● Task instructions: Write out exactly the line containing "Mark one point" along with each line that follows it in the records below, and no others.

● Data for review:
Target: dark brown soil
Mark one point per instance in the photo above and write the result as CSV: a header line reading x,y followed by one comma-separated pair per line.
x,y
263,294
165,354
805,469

● Response below:
Mark one point per instance in the photo above and write the result as CSV: a header line reading x,y followed by one comma-separated pair per line.
x,y
263,294
165,354
805,469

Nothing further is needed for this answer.